*** Data for this exercise
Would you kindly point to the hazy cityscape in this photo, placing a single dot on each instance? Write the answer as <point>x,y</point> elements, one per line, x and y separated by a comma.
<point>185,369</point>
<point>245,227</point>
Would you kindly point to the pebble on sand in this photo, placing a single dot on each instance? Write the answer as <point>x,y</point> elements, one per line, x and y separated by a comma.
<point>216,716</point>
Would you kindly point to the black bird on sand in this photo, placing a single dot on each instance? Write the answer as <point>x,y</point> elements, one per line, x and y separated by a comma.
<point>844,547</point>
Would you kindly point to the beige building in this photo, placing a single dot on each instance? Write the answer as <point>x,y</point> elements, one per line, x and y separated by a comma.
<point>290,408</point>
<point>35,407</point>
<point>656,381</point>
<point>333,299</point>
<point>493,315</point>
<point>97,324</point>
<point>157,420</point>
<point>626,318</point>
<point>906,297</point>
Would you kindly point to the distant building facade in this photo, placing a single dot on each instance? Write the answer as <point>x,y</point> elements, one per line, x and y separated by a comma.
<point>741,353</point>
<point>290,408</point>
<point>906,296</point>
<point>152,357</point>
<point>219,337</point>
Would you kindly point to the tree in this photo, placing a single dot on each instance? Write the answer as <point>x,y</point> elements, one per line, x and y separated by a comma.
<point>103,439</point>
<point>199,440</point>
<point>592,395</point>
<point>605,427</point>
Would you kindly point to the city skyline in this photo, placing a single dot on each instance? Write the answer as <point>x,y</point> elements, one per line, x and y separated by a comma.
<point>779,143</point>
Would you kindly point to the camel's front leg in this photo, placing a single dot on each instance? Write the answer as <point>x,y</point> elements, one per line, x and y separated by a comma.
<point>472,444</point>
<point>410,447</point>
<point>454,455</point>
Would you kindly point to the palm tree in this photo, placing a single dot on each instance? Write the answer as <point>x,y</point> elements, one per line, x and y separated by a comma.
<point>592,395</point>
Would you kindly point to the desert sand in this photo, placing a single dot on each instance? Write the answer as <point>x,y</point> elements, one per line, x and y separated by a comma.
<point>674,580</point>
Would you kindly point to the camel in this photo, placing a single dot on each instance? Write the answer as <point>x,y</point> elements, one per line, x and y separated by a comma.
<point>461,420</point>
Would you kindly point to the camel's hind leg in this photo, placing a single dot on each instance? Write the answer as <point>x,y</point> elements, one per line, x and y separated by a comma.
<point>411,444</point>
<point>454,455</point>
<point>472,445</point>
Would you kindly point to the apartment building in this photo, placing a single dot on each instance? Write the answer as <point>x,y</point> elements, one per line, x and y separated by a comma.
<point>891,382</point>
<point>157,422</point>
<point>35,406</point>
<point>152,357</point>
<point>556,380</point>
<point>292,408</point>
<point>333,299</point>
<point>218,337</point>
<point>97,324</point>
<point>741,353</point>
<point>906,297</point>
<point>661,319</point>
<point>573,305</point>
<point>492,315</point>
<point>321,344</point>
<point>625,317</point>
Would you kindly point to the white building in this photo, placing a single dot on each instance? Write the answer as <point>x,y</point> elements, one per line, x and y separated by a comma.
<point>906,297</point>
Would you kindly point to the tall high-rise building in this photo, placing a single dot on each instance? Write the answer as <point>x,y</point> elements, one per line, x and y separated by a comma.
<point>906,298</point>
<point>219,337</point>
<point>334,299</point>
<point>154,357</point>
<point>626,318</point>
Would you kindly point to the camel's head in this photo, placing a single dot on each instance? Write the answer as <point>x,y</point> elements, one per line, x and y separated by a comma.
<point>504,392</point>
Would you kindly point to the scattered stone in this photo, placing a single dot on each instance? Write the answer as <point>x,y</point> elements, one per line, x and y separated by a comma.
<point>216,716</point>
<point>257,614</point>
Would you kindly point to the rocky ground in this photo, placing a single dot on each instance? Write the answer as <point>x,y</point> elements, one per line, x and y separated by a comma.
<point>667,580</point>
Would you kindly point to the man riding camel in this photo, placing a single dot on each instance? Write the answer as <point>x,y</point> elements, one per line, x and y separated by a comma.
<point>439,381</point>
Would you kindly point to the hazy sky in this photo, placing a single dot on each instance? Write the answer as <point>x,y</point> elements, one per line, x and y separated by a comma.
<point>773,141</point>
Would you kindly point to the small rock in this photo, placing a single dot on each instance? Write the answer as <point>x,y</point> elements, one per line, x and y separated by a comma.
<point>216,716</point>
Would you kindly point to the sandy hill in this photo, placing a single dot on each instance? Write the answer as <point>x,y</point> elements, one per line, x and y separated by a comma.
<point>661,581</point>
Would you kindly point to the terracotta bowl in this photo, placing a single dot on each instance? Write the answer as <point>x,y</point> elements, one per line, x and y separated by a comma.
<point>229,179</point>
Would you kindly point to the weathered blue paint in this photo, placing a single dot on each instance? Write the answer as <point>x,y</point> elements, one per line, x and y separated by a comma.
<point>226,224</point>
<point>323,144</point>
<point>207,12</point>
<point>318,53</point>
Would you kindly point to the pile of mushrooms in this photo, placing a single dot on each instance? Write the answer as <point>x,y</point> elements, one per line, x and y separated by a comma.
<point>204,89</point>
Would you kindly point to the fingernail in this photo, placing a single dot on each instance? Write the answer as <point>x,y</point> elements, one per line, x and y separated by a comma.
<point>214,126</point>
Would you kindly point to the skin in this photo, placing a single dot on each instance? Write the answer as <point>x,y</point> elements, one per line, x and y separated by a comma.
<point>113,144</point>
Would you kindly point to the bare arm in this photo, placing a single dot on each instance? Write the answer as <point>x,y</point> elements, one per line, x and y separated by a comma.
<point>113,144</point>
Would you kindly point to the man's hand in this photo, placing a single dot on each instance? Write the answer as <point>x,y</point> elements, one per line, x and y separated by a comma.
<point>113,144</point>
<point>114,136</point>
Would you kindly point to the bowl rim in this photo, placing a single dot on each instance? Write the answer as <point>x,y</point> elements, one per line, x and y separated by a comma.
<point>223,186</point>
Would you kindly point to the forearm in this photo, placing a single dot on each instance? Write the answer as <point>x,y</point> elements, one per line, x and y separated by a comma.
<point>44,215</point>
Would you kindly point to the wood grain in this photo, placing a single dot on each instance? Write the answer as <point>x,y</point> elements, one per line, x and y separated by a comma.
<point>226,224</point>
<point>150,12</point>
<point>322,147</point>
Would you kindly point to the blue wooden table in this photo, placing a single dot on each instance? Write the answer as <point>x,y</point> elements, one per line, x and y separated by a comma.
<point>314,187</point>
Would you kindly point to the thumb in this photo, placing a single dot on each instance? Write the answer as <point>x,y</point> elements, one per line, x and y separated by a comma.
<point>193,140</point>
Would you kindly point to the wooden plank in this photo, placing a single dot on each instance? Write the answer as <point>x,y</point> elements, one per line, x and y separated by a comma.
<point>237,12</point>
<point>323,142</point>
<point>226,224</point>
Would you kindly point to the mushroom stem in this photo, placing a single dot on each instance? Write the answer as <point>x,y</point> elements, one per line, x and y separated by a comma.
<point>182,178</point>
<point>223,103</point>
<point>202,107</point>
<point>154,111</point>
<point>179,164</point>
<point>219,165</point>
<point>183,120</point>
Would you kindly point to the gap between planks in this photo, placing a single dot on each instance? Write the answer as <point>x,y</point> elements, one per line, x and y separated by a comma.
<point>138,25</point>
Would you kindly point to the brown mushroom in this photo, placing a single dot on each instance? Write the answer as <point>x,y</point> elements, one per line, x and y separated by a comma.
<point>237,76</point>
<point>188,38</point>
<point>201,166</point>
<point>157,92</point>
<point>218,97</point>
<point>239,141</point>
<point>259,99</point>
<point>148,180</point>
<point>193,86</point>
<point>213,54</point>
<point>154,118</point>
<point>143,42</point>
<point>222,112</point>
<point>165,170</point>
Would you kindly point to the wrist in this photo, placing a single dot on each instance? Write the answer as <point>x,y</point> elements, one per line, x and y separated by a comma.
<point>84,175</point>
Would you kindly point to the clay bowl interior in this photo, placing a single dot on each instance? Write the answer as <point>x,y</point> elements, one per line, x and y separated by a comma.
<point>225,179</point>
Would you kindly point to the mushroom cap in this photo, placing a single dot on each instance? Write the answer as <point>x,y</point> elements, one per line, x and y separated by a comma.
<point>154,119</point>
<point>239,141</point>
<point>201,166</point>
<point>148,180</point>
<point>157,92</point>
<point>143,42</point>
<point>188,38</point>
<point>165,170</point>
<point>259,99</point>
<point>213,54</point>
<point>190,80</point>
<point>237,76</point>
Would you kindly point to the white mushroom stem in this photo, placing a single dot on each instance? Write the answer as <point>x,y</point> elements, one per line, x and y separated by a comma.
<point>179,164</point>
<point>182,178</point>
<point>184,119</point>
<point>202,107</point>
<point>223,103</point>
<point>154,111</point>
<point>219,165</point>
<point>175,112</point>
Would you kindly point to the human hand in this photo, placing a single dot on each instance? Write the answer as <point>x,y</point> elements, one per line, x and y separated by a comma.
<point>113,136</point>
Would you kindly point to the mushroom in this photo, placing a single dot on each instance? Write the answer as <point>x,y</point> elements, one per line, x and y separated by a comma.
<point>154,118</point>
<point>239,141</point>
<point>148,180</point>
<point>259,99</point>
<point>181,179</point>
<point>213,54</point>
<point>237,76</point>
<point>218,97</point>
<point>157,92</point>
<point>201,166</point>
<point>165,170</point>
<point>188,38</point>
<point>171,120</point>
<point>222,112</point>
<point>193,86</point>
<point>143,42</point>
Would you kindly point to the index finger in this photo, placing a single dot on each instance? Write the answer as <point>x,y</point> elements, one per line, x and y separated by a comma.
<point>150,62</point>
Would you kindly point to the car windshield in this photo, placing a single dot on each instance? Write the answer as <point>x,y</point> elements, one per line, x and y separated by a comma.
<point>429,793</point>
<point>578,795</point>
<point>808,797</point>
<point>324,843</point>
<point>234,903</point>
******
Task to complete — Copy out the data above, everything from the line containing "Would you kindly point to the city" down to the line containing "<point>779,143</point>", keeping every character as it appears.

Answer below —
Would you kindly point to the city skyline in this photo, placing a single dot on each instance? Write the answer as <point>x,y</point> elements, one per line, x and y separated by a comma.
<point>779,143</point>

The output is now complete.